• _Text_

— START —

PAWN / engine /src /random.rs
thomas-schweich's picture
Engine: add side-aware Outcome enum for accurate ceiling estimation
9429a94
//! Random game generation with deterministic seeding.
use rand::prelude::*;
use rand_chacha::ChaCha8Rng;
use rayon::prelude::*;
use crate::board::GameState;
use crate::types::Termination;
/// Derive N independent sub-seeds from a single base seed.
///
/// Uses a ChaCha8 RNG seeded from `base_seed` to generate one u64 per game.
/// This avoids the `seed + i` pattern which causes batch-to-batch game overlap
/// when callers use sequential base seeds (e.g., seed 42 batch of 192 uses
/// sub-seeds 42..233, seed 43 uses 43..234 — sharing 191/192 games).
pub fn derive_game_seeds(base_seed: u64, n: usize) -> Vec<u64> {
let mut rng = ChaCha8Rng::seed_from_u64(base_seed);
(0..n).map(|_| rng.next_u64()).collect()
}
/// Record of a single generated game.
pub struct GameRecord {
pub move_ids: Vec<u16>,
pub game_length: u16,
pub termination: Termination,
/// Legal move grids at each ply. grid[ply][src] has bit d set if src->dst is legal.
/// Labels at ply i represent the legal moves BEFORE move_ids[i] — i.e., the moves
/// available to the side that is about to play move_ids[i].
pub legal_grids: Vec<[u64; 64]>,
/// Promotion masks at each ply (same alignment as legal_grids).
pub legal_promos: Vec<[[bool; 4]; 44]>,
}
/// Generate a single random game with legal move labels.
/// Labels at ply i represent the legal moves BEFORE move_ids[i] has been played —
/// the moves available to the side whose turn it is at ply i.
pub fn generate_one_game_with_labels(seed: u64, max_ply: usize) -> GameRecord {
let mut rng = ChaCha8Rng::seed_from_u64(seed);
let mut state = GameState::new();
let mut move_ids = Vec::with_capacity(max_ply);
let mut legal_grids = Vec::with_capacity(max_ply);
let mut legal_promos = Vec::with_capacity(max_ply);
loop {
// Check termination before making a move
if let Some(term) = state.check_termination(max_ply) {
let game_length = state.ply() as u16;
return GameRecord {
move_ids,
game_length,
termination: term,
legal_grids,
legal_promos,
};
}
// Record legal moves BEFORE making the move — these are the labels
// for the current position (the moves the current side can choose from)

— END —

• _Extracted entries_

— START —

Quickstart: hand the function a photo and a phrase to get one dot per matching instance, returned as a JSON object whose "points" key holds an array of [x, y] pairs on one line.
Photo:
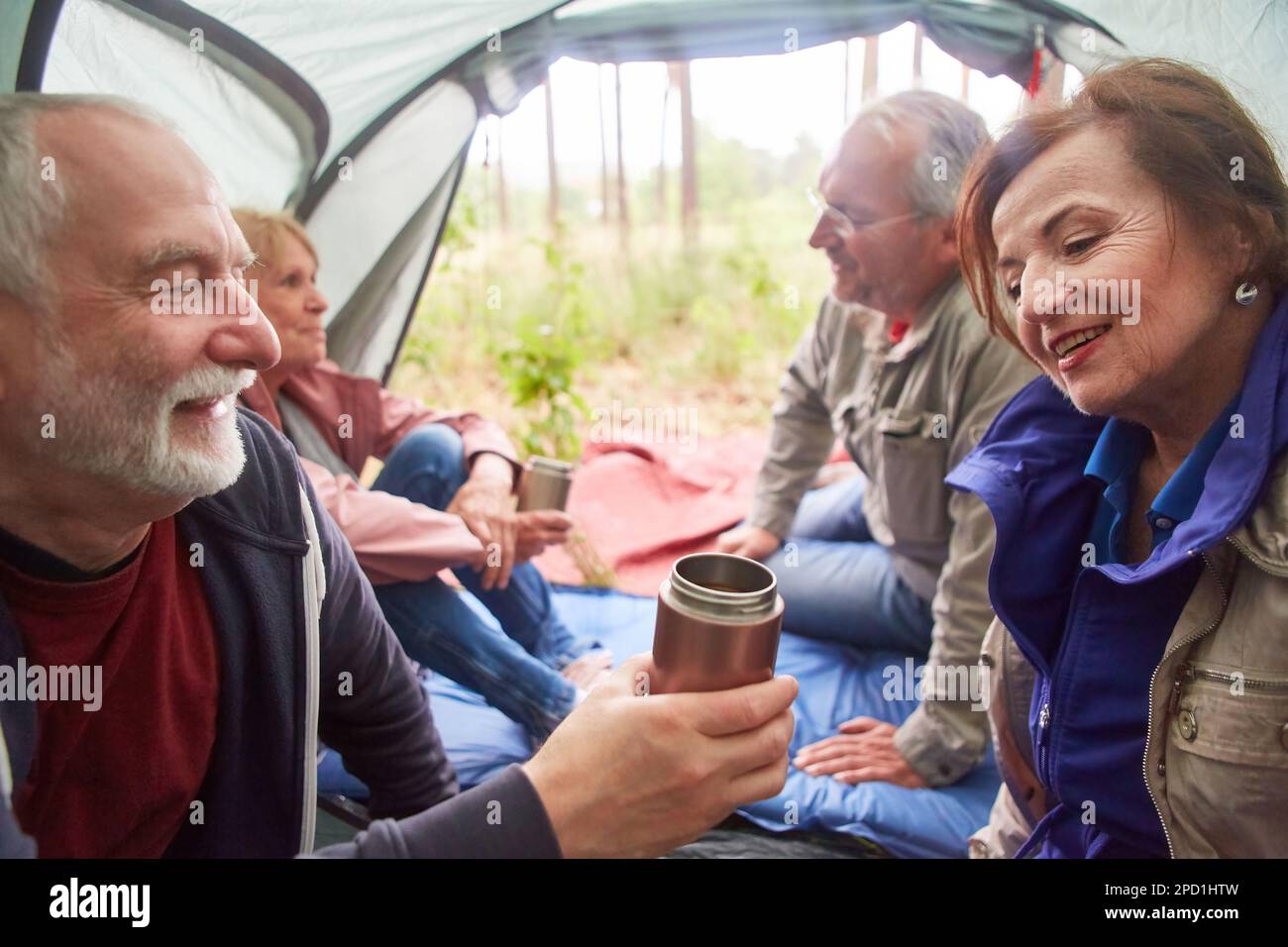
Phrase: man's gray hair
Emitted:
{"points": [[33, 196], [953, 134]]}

— END —
— START —

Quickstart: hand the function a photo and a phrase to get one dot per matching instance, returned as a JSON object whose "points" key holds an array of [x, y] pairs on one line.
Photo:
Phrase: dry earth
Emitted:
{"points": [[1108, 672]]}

— END —

• _Tasks and exercises_
1. List every field of the GameRecord struct defined in the random.rs source.
2. According to the random.rs source, why does derive_game_seeds generate sub-seeds with a ChaCha8 RNG rather than using `seed + i`?
3. Copy the random.rs source from "use rand::prelude::*;" to "sharing 191/192 games).".

• _Completed exercise_
1. move_ids, game_length, termination, legal_grids, legal_promos

2. The `seed + i` pattern makes games overlap from batch to batch when callers use sequential base seeds. For example, base seed 42 with a batch of 192 would use sub-seeds 42..233 and seed 43 would use 43..234, so the two batches would share 191 of their 192 games.

3.
use rand::prelude::*;
use rand_chacha::ChaCha8Rng;
use rayon::prelude::*;
use crate::board::GameState;
use crate::types::Termination;
/// Derive N independent sub-seeds from a single base seed.
///
/// Uses a ChaCha8 RNG seeded from `base_seed` to generate one u64 per game.
/// This avoids the `seed + i` pattern which causes batch-to-batch game overlap
/// when callers use sequential base seeds (e.g., seed 42 batch of 192 uses
/// sub-seeds 42..233, seed 43 uses 43..234 — sharing 191/192 games).